- **Written instruction**
Please pick out every line in the rows below that contains the word "path", and copy each one. Case counts.

[start Source material]

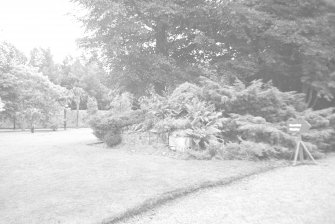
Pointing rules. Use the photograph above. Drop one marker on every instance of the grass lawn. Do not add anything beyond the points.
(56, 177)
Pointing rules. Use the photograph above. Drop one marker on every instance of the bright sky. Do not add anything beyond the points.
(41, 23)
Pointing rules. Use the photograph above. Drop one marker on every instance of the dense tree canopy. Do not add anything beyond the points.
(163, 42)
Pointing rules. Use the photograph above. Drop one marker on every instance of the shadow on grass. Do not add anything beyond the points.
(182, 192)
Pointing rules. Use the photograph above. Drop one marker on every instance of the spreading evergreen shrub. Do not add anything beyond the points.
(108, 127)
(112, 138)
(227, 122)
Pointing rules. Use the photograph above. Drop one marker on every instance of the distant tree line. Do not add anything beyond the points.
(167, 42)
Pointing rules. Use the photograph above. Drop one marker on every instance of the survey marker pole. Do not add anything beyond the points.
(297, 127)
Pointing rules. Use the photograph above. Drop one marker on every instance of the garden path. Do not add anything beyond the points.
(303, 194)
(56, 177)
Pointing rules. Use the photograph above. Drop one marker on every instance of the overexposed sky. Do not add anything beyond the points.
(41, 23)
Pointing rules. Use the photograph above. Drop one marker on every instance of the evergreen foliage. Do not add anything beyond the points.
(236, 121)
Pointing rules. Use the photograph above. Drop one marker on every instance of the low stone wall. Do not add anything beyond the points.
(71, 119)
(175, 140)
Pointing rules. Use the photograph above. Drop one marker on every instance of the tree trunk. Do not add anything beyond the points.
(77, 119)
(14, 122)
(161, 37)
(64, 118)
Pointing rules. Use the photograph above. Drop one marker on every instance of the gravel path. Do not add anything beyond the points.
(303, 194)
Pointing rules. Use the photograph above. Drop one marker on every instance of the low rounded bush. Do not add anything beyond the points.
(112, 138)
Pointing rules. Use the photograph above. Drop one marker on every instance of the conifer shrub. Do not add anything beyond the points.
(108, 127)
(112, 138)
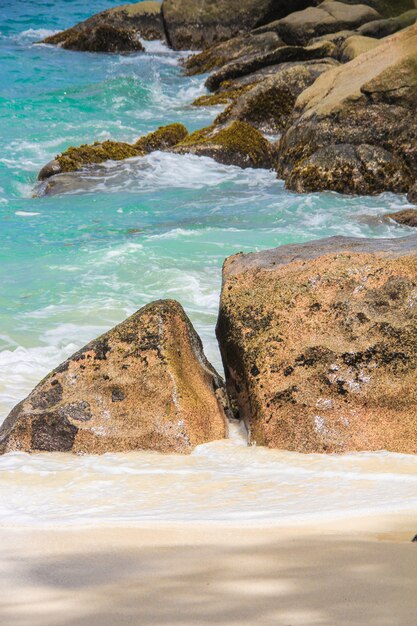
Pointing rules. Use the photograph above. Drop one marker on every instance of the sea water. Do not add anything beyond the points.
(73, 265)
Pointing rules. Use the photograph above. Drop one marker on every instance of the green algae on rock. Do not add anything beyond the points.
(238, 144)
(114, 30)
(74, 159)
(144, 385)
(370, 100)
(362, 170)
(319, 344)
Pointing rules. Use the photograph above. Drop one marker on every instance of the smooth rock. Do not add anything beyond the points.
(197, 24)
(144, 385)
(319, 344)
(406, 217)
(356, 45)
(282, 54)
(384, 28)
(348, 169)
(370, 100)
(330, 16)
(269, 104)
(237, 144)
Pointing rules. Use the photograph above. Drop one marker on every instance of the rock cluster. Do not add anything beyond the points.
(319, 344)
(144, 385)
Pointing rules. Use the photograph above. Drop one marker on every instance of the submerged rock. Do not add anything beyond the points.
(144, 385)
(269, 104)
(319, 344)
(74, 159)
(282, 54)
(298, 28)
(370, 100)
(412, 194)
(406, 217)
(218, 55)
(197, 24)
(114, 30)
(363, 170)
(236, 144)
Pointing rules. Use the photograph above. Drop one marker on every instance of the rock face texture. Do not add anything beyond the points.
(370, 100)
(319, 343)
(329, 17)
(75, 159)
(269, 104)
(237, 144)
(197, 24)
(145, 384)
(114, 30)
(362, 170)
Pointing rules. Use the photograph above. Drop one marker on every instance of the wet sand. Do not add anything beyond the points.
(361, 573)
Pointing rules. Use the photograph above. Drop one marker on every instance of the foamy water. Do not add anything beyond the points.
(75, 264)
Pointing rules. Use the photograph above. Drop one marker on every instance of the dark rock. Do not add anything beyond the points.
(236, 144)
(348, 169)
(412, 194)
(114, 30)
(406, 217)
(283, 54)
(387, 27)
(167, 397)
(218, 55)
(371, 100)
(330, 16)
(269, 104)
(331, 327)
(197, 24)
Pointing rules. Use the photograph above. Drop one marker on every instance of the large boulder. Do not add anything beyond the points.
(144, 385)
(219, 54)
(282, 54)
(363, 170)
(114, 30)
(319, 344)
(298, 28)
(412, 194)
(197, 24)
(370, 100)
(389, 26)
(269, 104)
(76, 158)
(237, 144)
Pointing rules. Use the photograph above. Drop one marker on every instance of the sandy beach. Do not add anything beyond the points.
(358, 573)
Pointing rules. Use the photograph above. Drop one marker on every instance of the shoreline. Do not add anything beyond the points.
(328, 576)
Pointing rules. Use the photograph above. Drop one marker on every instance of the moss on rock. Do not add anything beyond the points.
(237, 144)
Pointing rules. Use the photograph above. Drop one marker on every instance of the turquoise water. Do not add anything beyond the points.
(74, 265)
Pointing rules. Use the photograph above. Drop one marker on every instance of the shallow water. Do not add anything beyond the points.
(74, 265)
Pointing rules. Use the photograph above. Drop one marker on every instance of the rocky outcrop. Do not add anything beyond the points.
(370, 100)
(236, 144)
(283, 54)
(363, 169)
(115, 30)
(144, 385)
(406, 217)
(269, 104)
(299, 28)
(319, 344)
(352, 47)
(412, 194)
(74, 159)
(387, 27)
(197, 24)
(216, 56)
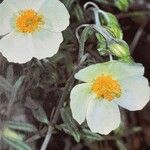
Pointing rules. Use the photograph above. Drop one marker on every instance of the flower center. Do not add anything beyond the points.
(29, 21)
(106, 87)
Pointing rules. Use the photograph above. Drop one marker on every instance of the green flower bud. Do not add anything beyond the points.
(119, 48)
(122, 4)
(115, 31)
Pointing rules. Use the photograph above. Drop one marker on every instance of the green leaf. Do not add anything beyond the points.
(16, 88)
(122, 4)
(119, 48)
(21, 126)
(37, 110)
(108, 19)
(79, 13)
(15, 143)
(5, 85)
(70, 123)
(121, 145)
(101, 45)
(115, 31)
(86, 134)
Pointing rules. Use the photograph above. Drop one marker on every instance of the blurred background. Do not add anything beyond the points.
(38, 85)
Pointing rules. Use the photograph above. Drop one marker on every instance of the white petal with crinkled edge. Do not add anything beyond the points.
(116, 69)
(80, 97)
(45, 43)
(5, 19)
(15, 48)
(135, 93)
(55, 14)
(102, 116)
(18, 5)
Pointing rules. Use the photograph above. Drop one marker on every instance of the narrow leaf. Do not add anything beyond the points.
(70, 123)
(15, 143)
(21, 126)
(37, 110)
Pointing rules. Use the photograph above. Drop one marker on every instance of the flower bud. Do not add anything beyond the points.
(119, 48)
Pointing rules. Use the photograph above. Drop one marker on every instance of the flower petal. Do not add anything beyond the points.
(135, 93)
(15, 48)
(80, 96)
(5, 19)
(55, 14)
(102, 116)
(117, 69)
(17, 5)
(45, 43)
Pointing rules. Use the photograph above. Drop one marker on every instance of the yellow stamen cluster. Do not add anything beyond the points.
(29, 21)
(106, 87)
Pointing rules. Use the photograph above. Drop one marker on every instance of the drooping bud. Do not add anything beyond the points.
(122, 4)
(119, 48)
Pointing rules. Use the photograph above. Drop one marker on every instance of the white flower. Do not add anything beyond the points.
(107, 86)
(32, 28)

[end Source material]
[start Source material]

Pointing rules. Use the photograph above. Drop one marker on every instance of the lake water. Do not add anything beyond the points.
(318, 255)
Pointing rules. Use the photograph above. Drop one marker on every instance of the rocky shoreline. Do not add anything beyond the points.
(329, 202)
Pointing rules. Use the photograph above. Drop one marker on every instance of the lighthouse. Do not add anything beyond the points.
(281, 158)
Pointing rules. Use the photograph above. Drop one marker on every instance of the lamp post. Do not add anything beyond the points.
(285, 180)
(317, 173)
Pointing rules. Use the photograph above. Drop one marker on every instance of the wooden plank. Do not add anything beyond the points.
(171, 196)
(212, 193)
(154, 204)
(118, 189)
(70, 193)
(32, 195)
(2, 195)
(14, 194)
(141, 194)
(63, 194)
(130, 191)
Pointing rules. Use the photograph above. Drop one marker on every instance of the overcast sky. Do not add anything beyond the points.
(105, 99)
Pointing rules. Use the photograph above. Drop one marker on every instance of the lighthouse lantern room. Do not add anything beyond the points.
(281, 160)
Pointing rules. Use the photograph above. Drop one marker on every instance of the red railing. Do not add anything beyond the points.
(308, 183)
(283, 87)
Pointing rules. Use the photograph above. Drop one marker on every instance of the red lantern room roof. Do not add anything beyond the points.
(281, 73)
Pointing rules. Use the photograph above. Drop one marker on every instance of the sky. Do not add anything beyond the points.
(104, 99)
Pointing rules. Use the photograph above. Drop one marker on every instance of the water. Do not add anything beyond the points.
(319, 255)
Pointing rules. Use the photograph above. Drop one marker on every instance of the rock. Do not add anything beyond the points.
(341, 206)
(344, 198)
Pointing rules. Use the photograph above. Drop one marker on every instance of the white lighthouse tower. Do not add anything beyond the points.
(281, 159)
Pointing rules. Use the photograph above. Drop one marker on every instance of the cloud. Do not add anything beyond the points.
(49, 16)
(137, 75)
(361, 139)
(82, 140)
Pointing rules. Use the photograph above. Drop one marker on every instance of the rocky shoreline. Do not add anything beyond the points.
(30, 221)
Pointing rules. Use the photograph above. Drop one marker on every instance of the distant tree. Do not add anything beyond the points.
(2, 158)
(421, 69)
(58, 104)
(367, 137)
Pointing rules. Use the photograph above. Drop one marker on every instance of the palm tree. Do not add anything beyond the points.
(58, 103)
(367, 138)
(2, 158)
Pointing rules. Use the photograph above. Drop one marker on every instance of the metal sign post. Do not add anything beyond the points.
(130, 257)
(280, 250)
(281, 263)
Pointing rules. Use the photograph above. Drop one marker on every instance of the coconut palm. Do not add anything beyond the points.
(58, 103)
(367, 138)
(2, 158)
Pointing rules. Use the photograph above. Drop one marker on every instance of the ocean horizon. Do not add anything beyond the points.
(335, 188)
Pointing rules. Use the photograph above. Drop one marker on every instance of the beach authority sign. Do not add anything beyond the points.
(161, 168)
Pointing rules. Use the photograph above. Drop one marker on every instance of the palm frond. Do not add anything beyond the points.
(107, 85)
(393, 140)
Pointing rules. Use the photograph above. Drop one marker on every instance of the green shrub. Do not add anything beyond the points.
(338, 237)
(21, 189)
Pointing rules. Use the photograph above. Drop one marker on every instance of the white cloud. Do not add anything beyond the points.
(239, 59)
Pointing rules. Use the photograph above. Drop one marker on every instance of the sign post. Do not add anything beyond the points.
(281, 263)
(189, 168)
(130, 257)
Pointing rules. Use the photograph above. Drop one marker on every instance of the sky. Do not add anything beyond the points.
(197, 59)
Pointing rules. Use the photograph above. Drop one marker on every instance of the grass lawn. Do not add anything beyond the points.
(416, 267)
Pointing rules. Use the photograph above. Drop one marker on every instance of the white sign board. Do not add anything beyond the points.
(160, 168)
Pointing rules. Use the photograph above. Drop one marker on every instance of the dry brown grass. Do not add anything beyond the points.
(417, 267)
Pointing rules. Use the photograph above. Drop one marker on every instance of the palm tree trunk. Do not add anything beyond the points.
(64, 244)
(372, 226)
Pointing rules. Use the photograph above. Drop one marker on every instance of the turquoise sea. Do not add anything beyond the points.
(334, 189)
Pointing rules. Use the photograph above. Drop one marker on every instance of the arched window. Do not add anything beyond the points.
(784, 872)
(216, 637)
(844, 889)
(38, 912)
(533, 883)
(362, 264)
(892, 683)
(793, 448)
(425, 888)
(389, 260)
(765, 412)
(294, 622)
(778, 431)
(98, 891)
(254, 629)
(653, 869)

[end Source material]

- **Solution to this exercise**
Pointing rules. Use the photograph above. Drop one marker on every instance of the garden path. Do not add anything beyond the points.
Pointing rules. Use the photograph above. Drop one marker on every instance of the gravel path. Do not add anything beyond the points.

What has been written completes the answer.